● Document passage
= Human rights in the Marshall Islands =

The Marshall Islands is a country in the Pacific spread over 29 coral atolls, with 1,156 islands and islets. It has an estimated population of 68,480 and is one of the sixteen member states of the Pacific Islands Forum.
Since 1979, the Marshall Islands has been self-governing.

While the Marshall Islands has a Bill of Rights guaranteeing fundamental rights and freedom from discrimination, it is home to a number of human rights issues. According to the Marshall Islands 2015 Human Rights Report, the "most significant human rights problems included prison conditions, chronic government corruption, and chronic domestic violence" and other human rights problems included "child abuse, sex trafficking, and lack of legal provisions protecting workers' rights."

== Legal framework ==

=== International obligations ===
As a member state of the United Nations the Marshall Islands is subject to the Universal Periodic Review (UPR), a process that involves a review of human rights records. By the time of its UPR in 2010, the Marshall Islands, among other states in the Asia Pacific, was reluctant to form a National Human Rights Institution despite recommendations for its establishment from the Human Rights Council. However, in 2015 the Marshall Islands passed legislation to set up a Human Rights Committee and related procedures.

The Marshall Islands has ratified the following agreements:
- Convention on the rights of the child (CRC)
- Convention on the Elimination of All Forms of Discrimination Against Women (CEDAW)
- Convention against corruption
- Convention on the rights of persons with disabilities (CRPD)
However, no international treaty has force in law until it is approved by the Nitijela (Parliament).

Although the Marshall Islands intends to ratify the outstanding human rights conventions, its resource constraints have made full implementation of human rights conventions difficult in the past.

=== Constitution ===

The Constitution of the Republic of the Marshall Islands sets out the powers and functions of the executive, legislative and judicial branches of Government.

● Problem details
According to the article on human rights in the Marshall Islands, what body must approve an international treaty before it has force in law?

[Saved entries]

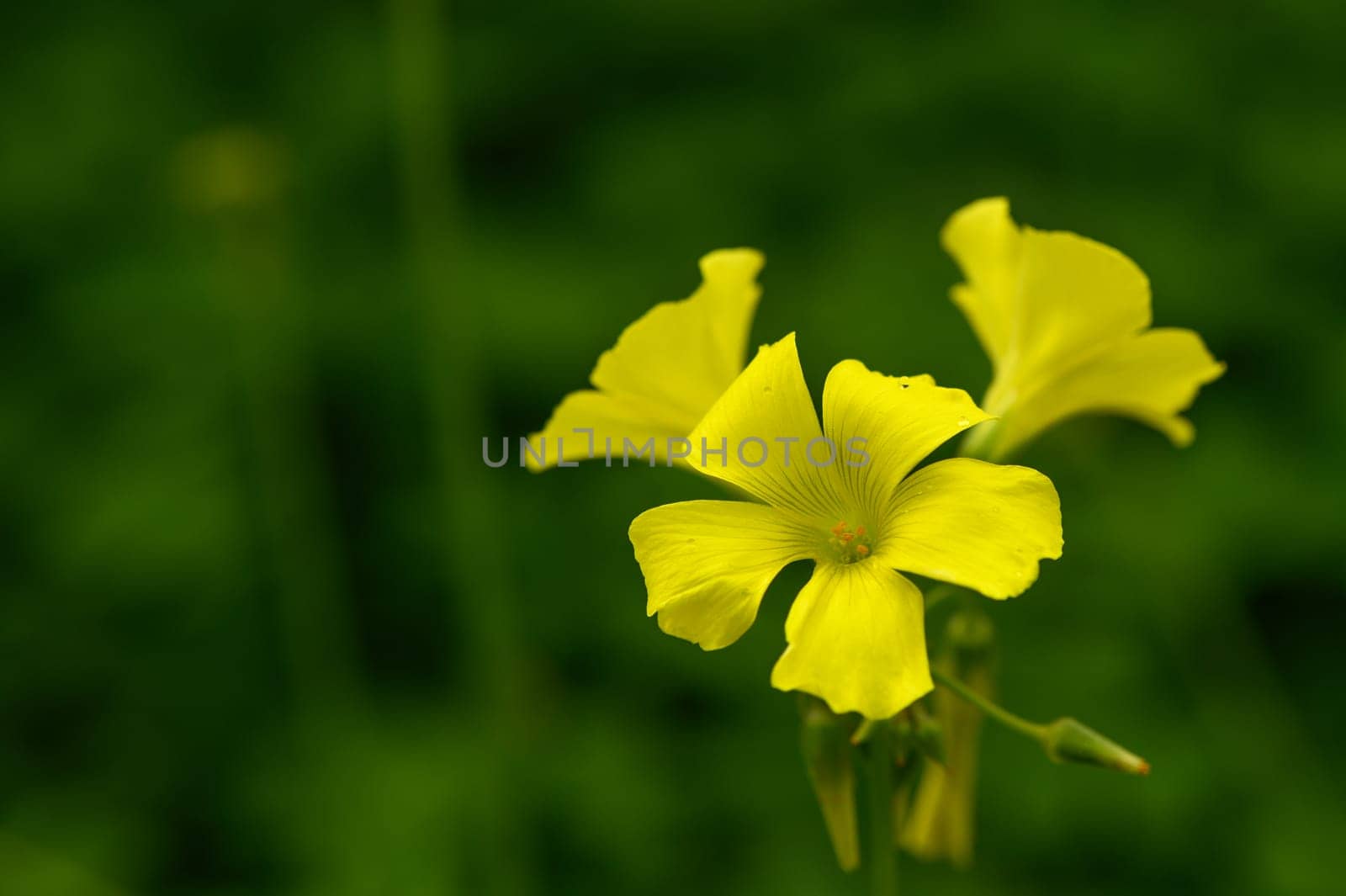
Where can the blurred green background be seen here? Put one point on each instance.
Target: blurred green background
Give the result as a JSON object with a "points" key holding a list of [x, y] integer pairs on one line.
{"points": [[271, 271]]}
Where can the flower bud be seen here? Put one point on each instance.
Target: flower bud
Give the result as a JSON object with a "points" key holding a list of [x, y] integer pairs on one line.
{"points": [[1068, 740]]}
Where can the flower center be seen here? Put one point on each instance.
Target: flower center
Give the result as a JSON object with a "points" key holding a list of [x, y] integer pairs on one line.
{"points": [[850, 545]]}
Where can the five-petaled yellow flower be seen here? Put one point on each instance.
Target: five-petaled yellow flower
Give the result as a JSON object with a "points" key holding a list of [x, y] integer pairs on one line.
{"points": [[856, 630], [665, 370], [1067, 323]]}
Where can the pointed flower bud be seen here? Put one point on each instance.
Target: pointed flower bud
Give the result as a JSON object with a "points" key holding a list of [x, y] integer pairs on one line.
{"points": [[1069, 740]]}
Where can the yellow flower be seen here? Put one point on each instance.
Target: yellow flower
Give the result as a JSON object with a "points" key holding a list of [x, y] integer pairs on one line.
{"points": [[856, 631], [665, 370], [1067, 323]]}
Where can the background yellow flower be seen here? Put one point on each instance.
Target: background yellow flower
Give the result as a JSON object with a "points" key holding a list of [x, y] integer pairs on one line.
{"points": [[1067, 325]]}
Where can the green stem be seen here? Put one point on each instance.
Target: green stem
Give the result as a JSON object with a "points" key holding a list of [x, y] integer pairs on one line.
{"points": [[1003, 716], [883, 862]]}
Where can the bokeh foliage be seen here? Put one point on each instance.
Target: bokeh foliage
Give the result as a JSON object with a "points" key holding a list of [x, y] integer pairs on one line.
{"points": [[271, 271]]}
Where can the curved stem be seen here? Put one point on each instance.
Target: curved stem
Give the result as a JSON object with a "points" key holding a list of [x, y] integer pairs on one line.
{"points": [[1003, 716], [883, 862]]}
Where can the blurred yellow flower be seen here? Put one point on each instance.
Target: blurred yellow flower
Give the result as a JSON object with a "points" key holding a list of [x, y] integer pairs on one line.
{"points": [[665, 370], [856, 630], [1067, 323]]}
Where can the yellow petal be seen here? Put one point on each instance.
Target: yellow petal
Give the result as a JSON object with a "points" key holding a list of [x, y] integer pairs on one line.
{"points": [[895, 421], [972, 523], [1076, 299], [612, 420], [1151, 379], [668, 368], [1065, 323], [986, 242], [769, 429], [708, 563], [856, 637]]}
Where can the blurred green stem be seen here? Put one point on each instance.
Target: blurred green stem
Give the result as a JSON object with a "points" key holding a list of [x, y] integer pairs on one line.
{"points": [[1003, 716], [883, 859], [419, 45]]}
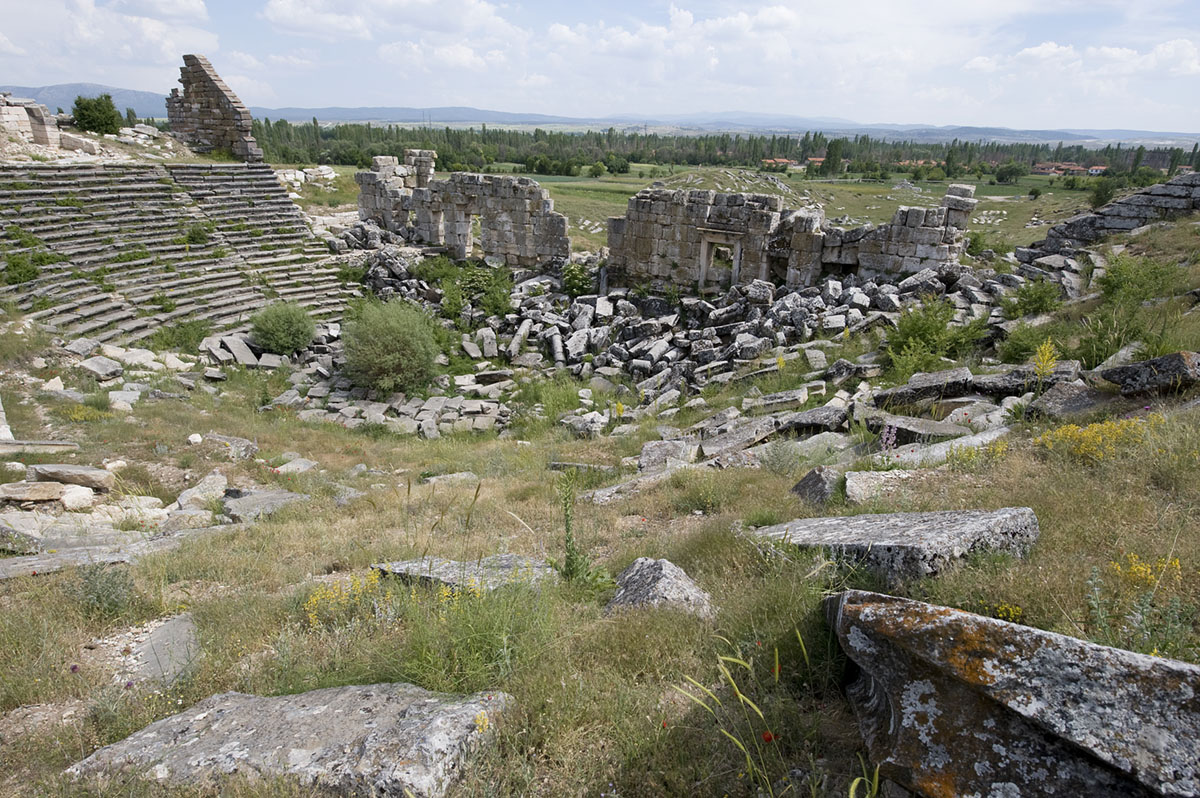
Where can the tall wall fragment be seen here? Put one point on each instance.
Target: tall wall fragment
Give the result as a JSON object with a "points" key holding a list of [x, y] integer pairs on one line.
{"points": [[517, 217], [208, 114], [705, 238]]}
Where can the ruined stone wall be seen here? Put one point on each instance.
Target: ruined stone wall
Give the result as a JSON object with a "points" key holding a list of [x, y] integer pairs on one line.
{"points": [[28, 120], [208, 114], [1176, 197], [517, 217], [677, 235]]}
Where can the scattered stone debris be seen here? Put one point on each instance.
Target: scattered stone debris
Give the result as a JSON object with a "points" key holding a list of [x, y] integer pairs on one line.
{"points": [[485, 575], [659, 583], [911, 545], [952, 703], [361, 739]]}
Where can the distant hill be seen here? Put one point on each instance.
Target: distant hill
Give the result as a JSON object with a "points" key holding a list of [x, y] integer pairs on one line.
{"points": [[148, 103], [144, 103]]}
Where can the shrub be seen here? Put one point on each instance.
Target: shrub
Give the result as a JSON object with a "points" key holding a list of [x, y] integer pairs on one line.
{"points": [[97, 114], [1103, 191], [282, 328], [924, 335], [390, 347], [576, 280], [1035, 297]]}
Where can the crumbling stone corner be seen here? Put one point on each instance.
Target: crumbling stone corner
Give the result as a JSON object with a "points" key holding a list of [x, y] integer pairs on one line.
{"points": [[208, 114]]}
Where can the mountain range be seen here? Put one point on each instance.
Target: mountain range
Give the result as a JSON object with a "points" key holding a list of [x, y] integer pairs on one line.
{"points": [[149, 103]]}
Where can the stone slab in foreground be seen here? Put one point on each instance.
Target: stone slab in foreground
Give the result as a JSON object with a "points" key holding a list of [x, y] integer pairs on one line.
{"points": [[486, 574], [952, 703], [911, 545], [378, 739]]}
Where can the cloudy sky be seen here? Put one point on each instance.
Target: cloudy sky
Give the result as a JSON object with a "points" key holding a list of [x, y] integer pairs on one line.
{"points": [[1009, 63]]}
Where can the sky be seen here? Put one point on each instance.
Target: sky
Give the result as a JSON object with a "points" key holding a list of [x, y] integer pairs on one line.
{"points": [[1027, 64]]}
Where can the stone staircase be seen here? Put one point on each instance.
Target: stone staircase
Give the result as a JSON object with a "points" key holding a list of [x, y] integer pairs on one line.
{"points": [[124, 250]]}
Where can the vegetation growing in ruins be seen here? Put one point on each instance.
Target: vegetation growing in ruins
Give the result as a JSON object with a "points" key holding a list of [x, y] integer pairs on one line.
{"points": [[97, 114], [282, 328], [390, 347]]}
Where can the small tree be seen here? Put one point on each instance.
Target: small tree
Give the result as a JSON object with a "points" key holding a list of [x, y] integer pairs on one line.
{"points": [[282, 328], [390, 347], [97, 114]]}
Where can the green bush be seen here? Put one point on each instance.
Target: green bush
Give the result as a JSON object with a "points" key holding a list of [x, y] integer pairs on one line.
{"points": [[282, 328], [924, 335], [1035, 297], [576, 280], [390, 347], [97, 114]]}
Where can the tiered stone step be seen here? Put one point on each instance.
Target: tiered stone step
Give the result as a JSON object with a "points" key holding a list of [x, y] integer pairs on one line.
{"points": [[121, 231]]}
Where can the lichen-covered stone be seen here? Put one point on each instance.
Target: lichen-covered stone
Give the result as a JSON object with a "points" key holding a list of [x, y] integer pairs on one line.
{"points": [[378, 739], [952, 703], [1169, 372], [659, 583], [911, 545], [486, 574]]}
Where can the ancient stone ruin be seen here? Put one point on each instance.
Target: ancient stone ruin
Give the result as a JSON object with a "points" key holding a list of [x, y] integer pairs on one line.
{"points": [[208, 115], [516, 216], [28, 119], [703, 238]]}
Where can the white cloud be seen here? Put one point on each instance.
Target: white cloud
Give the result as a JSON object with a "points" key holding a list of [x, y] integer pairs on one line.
{"points": [[190, 10], [9, 48]]}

● Result of the exercise
The Nitijela (Parliament).